THE PROBLEM: Only the lines below starting at the one containing "Readme: the locator spots each instance of the low stone" and ending at the one containing "Readme: the locator spots each instance of the cypress" belong in the answer, each copied exactly.
##########
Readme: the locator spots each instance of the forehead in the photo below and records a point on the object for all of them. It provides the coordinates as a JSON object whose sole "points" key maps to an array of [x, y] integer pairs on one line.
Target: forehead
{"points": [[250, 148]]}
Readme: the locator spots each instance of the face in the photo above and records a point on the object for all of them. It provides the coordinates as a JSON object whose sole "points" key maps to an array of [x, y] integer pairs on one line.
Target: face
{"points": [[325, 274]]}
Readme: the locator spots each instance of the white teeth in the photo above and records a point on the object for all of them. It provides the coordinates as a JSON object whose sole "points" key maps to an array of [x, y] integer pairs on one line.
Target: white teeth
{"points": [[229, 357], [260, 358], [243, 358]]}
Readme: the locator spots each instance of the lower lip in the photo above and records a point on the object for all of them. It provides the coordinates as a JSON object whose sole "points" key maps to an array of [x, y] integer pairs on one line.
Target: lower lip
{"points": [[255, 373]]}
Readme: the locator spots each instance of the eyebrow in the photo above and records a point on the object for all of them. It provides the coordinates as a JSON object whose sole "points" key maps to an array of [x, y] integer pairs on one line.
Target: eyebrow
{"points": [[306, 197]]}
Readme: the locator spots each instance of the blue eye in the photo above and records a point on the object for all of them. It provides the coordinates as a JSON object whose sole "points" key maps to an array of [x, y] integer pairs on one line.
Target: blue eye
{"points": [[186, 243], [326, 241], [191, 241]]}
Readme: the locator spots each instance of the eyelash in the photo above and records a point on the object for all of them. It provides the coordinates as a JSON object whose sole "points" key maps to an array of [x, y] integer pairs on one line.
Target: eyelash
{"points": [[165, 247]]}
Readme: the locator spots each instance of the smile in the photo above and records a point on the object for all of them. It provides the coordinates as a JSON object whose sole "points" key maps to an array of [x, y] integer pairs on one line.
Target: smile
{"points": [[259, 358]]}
##########
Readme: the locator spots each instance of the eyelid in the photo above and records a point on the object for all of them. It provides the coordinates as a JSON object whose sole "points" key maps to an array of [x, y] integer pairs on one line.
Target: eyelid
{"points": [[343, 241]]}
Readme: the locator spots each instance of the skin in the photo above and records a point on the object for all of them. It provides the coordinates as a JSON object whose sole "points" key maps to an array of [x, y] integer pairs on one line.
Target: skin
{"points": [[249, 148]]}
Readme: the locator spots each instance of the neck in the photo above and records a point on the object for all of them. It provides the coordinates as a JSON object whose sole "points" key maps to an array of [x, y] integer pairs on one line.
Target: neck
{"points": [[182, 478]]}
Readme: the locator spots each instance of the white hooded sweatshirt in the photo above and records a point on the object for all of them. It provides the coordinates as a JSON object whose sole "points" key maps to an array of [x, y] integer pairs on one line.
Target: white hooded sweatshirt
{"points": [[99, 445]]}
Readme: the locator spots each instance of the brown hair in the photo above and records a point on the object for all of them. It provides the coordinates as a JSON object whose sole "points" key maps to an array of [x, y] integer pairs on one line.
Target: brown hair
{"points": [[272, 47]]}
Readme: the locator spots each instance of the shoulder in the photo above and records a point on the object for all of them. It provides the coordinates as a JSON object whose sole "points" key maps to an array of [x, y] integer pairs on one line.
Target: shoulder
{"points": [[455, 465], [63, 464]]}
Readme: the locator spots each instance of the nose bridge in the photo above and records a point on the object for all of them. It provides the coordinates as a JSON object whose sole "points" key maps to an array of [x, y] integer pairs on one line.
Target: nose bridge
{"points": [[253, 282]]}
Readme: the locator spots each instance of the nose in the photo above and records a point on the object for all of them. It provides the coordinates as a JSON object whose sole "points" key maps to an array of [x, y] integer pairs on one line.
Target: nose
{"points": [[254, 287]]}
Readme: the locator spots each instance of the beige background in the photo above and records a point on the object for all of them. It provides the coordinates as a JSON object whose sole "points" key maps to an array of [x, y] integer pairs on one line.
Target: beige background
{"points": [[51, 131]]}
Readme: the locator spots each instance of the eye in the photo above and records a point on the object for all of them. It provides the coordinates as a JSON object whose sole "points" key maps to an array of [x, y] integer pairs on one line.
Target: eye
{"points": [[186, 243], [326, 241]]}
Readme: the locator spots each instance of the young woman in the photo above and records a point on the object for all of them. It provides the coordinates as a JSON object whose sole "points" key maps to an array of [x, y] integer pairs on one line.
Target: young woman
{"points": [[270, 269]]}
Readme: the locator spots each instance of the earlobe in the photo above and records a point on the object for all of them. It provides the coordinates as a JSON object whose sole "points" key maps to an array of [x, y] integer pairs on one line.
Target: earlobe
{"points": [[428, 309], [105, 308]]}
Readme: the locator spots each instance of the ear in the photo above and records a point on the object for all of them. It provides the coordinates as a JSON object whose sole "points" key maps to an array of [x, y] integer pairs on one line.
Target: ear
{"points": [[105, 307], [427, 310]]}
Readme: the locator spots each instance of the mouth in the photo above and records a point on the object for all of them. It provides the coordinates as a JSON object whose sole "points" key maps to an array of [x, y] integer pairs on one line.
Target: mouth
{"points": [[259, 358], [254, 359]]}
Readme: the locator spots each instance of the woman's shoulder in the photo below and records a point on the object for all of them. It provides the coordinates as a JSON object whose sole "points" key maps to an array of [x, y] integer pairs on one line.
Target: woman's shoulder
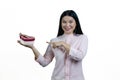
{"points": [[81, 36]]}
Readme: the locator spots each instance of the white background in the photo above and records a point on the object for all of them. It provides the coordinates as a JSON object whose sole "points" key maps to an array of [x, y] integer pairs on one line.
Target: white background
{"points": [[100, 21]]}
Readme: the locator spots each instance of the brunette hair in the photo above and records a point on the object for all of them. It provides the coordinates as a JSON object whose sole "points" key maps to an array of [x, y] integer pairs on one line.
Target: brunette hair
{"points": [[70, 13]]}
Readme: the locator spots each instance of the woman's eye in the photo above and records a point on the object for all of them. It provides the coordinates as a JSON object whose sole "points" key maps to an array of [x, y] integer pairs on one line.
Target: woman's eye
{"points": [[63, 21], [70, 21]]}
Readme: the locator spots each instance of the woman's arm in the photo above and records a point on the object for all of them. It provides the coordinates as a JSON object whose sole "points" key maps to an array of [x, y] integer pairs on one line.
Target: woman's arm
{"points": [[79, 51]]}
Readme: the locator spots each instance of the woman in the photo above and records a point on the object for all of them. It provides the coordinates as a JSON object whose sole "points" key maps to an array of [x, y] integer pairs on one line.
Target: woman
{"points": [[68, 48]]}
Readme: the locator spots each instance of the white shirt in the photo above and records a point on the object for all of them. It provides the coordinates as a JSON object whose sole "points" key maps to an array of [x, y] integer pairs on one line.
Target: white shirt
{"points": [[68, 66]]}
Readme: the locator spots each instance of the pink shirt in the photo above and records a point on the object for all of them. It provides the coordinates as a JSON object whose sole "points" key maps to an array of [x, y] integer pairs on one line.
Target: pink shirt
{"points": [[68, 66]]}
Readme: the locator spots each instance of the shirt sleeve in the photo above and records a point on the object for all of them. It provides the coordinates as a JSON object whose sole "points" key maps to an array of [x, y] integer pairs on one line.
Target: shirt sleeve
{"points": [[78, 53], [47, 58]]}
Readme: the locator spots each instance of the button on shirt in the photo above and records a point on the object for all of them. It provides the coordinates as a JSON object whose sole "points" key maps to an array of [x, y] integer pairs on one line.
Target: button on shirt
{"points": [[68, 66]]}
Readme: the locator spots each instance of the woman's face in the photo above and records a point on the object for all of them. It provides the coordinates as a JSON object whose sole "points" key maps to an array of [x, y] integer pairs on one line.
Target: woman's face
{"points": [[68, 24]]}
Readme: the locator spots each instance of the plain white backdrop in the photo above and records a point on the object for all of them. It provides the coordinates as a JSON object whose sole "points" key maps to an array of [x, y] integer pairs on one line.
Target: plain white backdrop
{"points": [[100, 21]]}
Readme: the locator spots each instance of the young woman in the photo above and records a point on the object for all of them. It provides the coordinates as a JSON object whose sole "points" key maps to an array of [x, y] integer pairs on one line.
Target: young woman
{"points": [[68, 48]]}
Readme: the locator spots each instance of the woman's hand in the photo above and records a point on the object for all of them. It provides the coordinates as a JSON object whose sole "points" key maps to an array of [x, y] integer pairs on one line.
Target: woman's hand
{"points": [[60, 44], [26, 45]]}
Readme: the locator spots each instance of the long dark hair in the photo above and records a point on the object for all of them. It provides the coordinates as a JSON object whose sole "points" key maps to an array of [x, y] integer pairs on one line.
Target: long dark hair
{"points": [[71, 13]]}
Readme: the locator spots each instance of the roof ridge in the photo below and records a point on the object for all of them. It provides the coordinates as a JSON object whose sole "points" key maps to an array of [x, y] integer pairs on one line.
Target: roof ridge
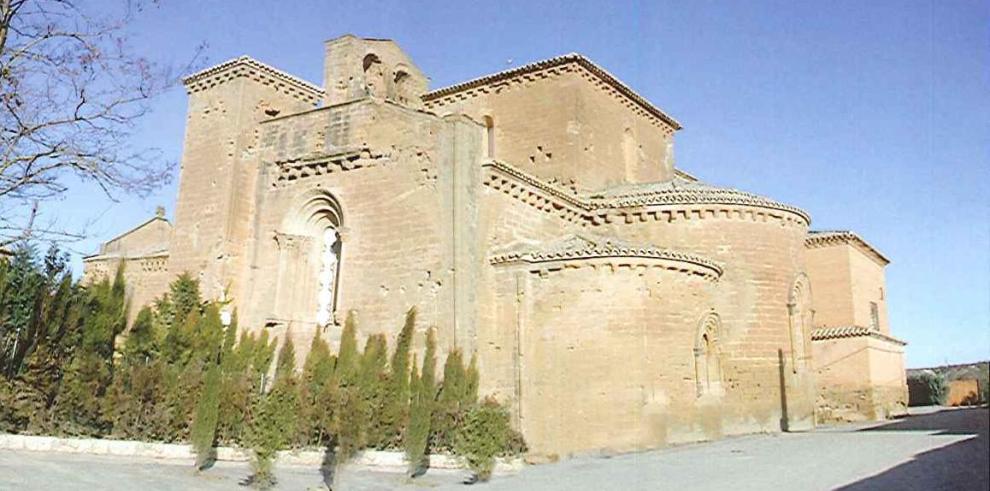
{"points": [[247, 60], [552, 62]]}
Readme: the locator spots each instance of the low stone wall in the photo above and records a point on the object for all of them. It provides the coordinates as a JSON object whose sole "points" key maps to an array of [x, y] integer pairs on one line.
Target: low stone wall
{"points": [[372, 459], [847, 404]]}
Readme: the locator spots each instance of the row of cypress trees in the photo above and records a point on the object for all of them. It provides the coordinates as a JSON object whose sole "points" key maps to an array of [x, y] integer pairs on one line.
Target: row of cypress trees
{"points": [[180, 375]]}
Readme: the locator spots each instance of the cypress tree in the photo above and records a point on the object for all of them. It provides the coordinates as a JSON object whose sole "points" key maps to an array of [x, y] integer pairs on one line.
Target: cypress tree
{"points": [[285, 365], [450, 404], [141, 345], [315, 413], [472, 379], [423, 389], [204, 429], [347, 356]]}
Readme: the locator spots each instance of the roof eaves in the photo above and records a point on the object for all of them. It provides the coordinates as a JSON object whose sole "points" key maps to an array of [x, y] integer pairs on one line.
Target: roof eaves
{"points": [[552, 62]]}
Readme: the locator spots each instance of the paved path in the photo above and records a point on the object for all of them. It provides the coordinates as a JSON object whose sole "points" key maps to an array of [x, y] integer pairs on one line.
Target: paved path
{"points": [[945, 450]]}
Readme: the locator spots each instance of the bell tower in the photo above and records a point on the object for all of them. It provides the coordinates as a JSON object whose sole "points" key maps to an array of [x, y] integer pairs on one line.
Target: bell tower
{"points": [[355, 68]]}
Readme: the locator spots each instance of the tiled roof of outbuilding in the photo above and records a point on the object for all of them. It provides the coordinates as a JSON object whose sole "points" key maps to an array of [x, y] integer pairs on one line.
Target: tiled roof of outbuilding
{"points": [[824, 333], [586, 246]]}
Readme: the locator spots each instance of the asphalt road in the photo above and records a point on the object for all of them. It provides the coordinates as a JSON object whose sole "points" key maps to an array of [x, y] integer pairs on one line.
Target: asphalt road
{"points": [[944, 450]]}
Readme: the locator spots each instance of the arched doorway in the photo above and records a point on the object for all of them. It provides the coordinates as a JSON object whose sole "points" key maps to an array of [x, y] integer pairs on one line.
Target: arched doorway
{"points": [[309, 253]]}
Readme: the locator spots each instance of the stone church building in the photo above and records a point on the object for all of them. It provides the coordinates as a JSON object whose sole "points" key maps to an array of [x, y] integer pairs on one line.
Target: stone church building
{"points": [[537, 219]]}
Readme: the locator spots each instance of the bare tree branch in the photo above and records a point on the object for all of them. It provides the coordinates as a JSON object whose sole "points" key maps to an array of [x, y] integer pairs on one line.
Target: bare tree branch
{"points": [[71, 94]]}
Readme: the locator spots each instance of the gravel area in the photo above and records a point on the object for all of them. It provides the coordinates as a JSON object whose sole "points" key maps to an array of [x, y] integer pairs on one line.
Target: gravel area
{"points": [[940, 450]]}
##########
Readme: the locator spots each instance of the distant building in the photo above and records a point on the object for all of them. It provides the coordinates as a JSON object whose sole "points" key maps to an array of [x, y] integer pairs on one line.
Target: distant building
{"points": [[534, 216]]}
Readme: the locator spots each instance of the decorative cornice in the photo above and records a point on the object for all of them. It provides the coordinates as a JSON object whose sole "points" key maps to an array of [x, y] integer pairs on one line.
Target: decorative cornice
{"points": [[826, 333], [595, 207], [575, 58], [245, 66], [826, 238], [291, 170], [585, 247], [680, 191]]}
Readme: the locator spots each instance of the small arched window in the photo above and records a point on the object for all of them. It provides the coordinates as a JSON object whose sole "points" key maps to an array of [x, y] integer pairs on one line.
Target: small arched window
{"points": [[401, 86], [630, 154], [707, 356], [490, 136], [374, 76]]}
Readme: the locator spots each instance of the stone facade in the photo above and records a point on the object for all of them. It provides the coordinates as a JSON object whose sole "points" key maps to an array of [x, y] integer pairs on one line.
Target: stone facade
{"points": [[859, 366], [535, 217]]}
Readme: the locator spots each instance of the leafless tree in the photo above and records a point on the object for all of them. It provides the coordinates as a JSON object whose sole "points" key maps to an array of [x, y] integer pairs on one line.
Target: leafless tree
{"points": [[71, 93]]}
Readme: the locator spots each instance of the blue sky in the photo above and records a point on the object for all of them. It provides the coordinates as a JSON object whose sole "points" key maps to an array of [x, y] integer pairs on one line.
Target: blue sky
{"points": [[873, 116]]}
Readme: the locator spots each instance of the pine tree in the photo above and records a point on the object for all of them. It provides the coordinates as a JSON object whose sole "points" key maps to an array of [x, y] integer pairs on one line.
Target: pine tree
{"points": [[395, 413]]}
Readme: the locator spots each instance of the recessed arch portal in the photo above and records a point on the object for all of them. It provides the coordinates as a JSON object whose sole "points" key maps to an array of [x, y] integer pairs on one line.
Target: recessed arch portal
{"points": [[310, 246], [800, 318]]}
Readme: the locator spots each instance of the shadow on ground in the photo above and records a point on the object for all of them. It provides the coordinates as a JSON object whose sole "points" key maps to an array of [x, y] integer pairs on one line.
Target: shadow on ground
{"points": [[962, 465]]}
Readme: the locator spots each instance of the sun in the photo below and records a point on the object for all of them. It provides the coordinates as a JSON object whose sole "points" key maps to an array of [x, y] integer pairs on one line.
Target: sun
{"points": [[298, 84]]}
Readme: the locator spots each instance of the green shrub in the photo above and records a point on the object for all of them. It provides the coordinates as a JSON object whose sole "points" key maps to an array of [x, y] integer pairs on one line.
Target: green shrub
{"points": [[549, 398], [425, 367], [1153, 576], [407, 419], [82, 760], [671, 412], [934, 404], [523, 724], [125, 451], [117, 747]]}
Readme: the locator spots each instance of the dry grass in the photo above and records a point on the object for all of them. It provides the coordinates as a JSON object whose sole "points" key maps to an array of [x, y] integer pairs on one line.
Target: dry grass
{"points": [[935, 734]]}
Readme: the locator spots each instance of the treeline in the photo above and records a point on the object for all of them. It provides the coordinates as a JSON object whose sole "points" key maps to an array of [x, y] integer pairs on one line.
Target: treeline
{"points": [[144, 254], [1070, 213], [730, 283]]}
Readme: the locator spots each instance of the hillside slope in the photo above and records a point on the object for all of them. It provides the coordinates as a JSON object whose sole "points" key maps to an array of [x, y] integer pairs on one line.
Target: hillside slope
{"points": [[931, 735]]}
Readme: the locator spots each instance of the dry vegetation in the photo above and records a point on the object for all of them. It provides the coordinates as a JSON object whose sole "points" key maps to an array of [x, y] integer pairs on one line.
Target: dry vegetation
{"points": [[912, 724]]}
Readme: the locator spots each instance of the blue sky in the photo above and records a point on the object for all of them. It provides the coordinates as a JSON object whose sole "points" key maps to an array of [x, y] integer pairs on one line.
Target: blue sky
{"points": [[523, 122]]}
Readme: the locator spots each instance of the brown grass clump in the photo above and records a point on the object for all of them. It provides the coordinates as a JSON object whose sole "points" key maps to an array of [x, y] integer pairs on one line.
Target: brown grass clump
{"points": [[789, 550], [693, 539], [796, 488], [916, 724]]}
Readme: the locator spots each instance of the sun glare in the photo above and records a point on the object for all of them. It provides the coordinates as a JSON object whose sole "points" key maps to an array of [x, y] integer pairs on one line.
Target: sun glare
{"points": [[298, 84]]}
##########
RESPONSE TO THE TASK:
Readme: the locator spots each instance of the low stone wall in the photo above and records a point on the object for all of them. It provides the coordinates as a JSON object whose sole "points" key maps to an array of [x, y] integer pairs on one line.
Target: low stone wall
{"points": [[372, 459], [847, 404]]}
Readme: the locator spots each instance of the row of cypress trees in the photo above and records a point on the object for all of them. It provides the coordinates as a JSON object whose sole "points" key maps to an array of [x, y] integer pairs on one line.
Target: row of cypress trees
{"points": [[180, 375]]}
Readme: the locator spots each instance of the cypress tree in the photo above and records a point on the object for all of them. It provides the coordinates as a JSON object whose sole "points" key maps to an array of [x, y] integer pairs on one line.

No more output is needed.